> Brief
Your answer must be every line of the data that holds the string "fishing".

> Raw data
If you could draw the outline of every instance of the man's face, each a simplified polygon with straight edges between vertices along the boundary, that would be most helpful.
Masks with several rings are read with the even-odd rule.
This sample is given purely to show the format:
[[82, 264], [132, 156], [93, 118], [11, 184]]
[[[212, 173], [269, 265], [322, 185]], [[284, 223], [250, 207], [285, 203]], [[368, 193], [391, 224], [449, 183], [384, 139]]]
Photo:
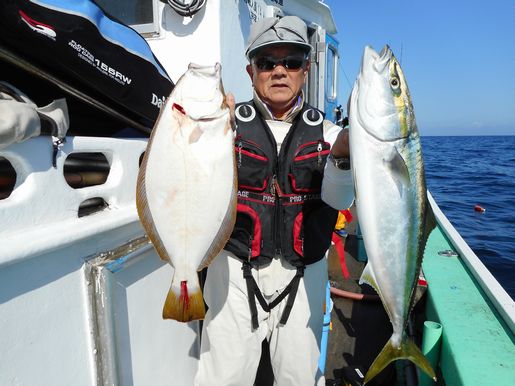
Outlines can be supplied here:
[[290, 110], [302, 90], [309, 71], [305, 56], [295, 46], [272, 46], [263, 48], [247, 66], [254, 89], [277, 118]]

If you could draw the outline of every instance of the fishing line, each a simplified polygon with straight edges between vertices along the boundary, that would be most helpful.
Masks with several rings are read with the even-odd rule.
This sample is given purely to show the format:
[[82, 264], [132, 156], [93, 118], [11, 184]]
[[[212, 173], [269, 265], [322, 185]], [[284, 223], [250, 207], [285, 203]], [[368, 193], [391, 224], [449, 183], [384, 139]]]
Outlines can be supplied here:
[[342, 66], [341, 62], [338, 62], [338, 67], [342, 70], [343, 75], [345, 76], [345, 80], [347, 81], [347, 84], [349, 85], [349, 88], [352, 90], [352, 84], [351, 84], [347, 74], [345, 73], [345, 70], [343, 69], [343, 66]]
[[[345, 80], [347, 81], [347, 85], [349, 86], [349, 89], [352, 91], [352, 84], [349, 80], [349, 77], [347, 76], [347, 74], [345, 73], [345, 70], [343, 69], [343, 66], [341, 64], [340, 61], [338, 61], [338, 69], [341, 70], [343, 72], [343, 76], [345, 77]], [[345, 110], [346, 110], [346, 114], [345, 115], [349, 115], [349, 111], [347, 109], [347, 104], [345, 104]]]

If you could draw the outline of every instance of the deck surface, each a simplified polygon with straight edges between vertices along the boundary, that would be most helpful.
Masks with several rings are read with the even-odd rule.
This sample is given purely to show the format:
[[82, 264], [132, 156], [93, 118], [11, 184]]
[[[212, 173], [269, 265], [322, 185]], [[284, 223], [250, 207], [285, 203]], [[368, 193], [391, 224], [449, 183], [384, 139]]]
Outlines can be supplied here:
[[449, 249], [435, 229], [422, 264], [429, 283], [427, 318], [443, 327], [443, 377], [453, 386], [514, 385], [515, 337], [462, 259], [438, 253]]

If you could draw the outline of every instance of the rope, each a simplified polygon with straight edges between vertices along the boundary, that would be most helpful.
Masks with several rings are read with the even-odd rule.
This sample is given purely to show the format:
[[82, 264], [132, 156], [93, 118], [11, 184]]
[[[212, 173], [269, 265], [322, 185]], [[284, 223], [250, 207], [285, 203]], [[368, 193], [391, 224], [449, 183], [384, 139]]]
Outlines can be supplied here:
[[181, 16], [193, 16], [206, 4], [207, 0], [161, 0], [168, 3], [168, 5]]

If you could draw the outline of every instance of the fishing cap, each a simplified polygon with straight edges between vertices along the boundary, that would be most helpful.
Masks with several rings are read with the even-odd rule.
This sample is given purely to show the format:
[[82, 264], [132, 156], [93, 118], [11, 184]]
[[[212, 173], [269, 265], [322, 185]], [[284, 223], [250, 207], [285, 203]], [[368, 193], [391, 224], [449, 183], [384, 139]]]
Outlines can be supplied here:
[[265, 17], [250, 26], [245, 55], [250, 60], [260, 48], [275, 44], [294, 44], [309, 53], [307, 30], [306, 23], [297, 16]]

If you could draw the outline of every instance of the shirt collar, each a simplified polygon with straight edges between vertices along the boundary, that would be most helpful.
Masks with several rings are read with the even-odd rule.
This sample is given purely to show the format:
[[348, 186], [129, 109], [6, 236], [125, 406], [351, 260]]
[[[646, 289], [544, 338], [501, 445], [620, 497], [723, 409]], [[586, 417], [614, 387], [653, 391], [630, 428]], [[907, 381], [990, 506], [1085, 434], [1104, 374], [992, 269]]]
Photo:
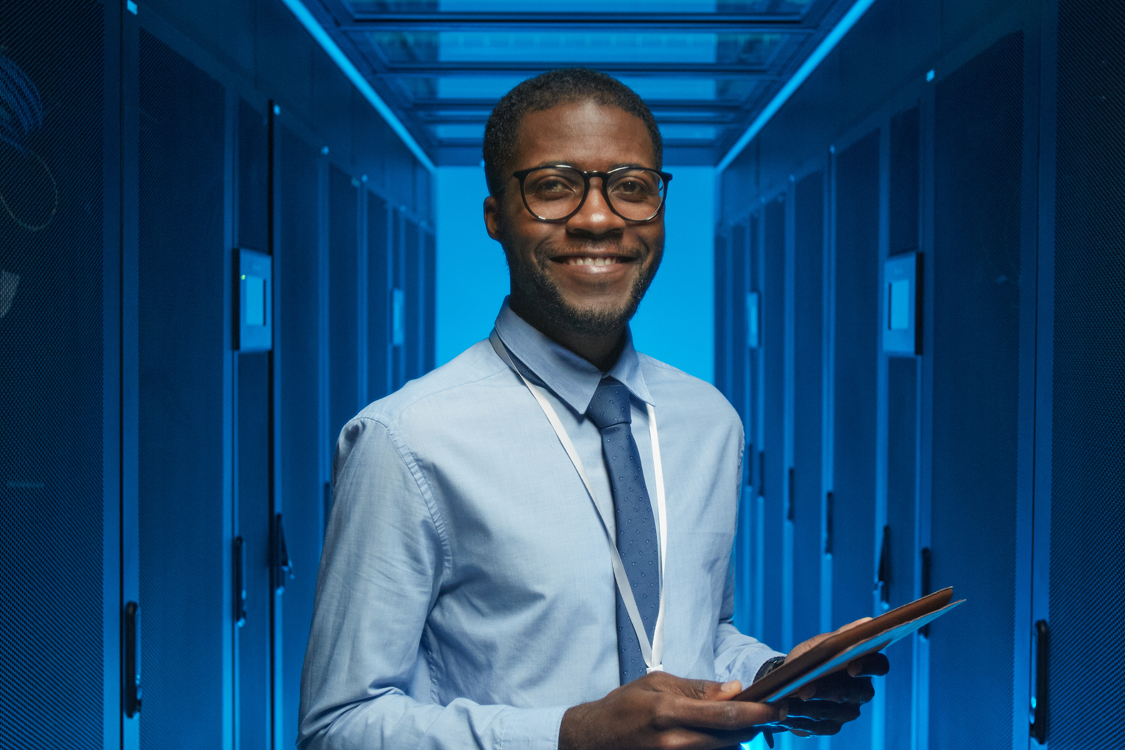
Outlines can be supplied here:
[[508, 298], [496, 316], [496, 333], [520, 362], [550, 388], [567, 406], [585, 414], [602, 377], [621, 381], [629, 392], [647, 404], [652, 396], [641, 375], [641, 361], [633, 348], [633, 334], [625, 327], [625, 347], [608, 373], [604, 373], [574, 352], [547, 338], [537, 328], [516, 315]]

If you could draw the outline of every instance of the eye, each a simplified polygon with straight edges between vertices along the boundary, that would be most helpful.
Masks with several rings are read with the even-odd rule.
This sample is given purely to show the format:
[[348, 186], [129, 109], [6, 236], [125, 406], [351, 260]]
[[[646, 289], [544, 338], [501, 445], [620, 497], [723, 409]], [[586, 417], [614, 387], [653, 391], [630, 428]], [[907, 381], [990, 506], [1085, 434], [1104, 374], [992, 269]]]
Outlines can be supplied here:
[[535, 190], [539, 193], [561, 193], [570, 190], [570, 185], [559, 177], [548, 177], [540, 180]]
[[643, 177], [625, 175], [610, 188], [614, 198], [628, 201], [647, 201], [656, 194], [654, 187]]

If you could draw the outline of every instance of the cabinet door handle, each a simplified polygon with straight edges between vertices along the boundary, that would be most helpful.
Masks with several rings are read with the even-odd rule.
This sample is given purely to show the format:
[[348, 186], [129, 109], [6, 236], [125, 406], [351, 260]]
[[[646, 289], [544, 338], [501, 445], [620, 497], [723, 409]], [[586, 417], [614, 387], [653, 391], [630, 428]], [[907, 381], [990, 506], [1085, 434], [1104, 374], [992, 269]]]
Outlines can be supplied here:
[[789, 467], [789, 499], [788, 499], [789, 507], [785, 511], [785, 517], [788, 518], [790, 521], [793, 520], [793, 514], [796, 512], [793, 508], [793, 506], [796, 504], [796, 500], [797, 500], [797, 490], [794, 487], [795, 479], [796, 479], [796, 472], [793, 469], [793, 467], [790, 466]]
[[122, 613], [122, 654], [125, 657], [121, 670], [125, 715], [130, 719], [141, 710], [141, 607], [136, 602], [125, 605]]
[[891, 527], [883, 527], [883, 543], [879, 549], [879, 601], [883, 609], [891, 605]]
[[[930, 582], [930, 571], [933, 569], [933, 555], [930, 554], [929, 547], [922, 548], [922, 596], [929, 596], [934, 592], [933, 585]], [[923, 625], [918, 629], [919, 635], [929, 640], [930, 626]]]
[[246, 550], [242, 537], [234, 538], [234, 624], [241, 628], [246, 624]]
[[285, 591], [285, 581], [296, 578], [293, 574], [293, 561], [289, 559], [289, 548], [285, 545], [285, 526], [281, 514], [273, 517], [272, 578], [273, 590], [278, 594]]
[[1050, 658], [1051, 628], [1046, 620], [1035, 623], [1035, 674], [1032, 679], [1031, 736], [1040, 745], [1047, 744], [1047, 707], [1050, 685], [1047, 681], [1047, 664]]
[[825, 522], [825, 526], [826, 526], [826, 530], [825, 530], [825, 534], [824, 534], [824, 554], [831, 555], [832, 554], [832, 541], [833, 541], [832, 540], [832, 521], [833, 521], [832, 514], [833, 514], [833, 511], [835, 510], [833, 506], [836, 504], [836, 497], [831, 492], [829, 492], [827, 495], [825, 495], [824, 501], [825, 501], [824, 522]]
[[766, 496], [766, 452], [758, 451], [758, 497]]

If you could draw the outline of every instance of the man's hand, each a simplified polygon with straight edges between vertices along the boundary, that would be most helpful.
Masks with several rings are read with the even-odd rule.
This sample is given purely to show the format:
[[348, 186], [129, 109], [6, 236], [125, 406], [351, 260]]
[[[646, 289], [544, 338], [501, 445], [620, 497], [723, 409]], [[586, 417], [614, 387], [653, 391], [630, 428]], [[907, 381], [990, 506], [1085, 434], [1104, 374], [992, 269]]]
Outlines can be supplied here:
[[739, 682], [719, 684], [653, 672], [601, 700], [569, 709], [559, 750], [714, 750], [745, 742], [785, 719], [784, 706], [732, 701]]
[[[796, 659], [824, 639], [870, 619], [864, 617], [848, 623], [834, 633], [813, 636], [790, 651], [785, 661]], [[799, 737], [836, 734], [841, 726], [859, 718], [859, 707], [875, 697], [871, 677], [885, 675], [890, 666], [890, 661], [883, 654], [868, 654], [852, 661], [842, 672], [825, 675], [810, 682], [797, 691], [796, 698], [779, 701], [788, 709], [788, 717], [781, 725]]]

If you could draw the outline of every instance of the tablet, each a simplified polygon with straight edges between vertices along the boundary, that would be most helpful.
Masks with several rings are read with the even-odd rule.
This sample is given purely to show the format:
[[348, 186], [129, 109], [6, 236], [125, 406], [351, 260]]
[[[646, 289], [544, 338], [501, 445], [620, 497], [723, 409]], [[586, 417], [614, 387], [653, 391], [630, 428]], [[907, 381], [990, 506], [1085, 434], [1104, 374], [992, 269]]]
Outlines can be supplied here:
[[952, 599], [952, 587], [935, 591], [825, 638], [743, 690], [734, 700], [768, 703], [792, 695], [813, 680], [844, 669], [853, 659], [882, 651], [965, 601], [951, 602]]

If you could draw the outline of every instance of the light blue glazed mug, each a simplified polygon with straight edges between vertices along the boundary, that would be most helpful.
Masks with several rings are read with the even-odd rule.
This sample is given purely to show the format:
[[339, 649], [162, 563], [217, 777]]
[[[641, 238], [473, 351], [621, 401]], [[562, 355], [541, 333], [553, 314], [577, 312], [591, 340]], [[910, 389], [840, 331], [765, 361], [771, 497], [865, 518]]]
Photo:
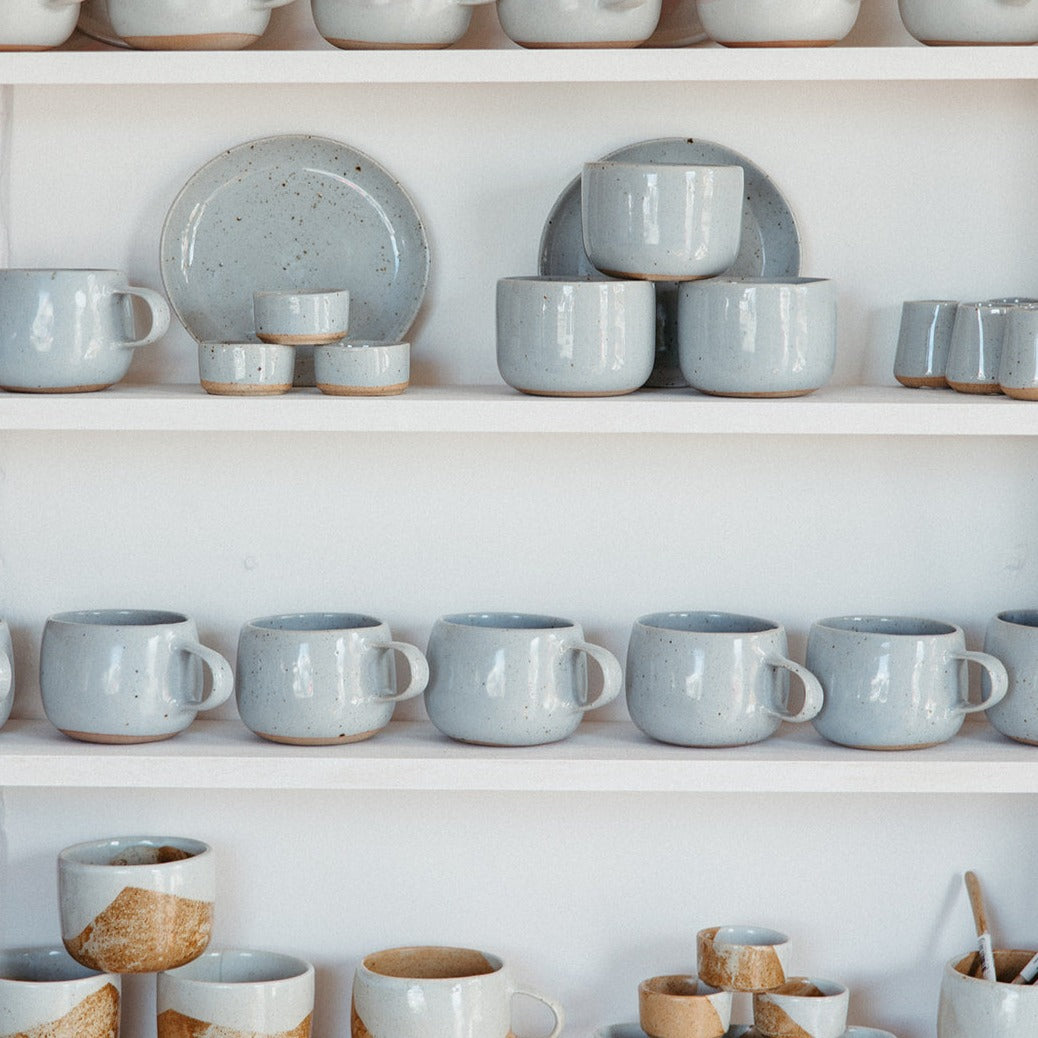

> Answer box
If you could draw the outline of every instance of the fishing line, each a simplified polygon with straight edges between vertices along the boundary, that would be most helpful.
If you could draw the outline of every instance of the fishing cap, each a simplified polygon with straight edges between vertices along the boundary, that would be most helpful.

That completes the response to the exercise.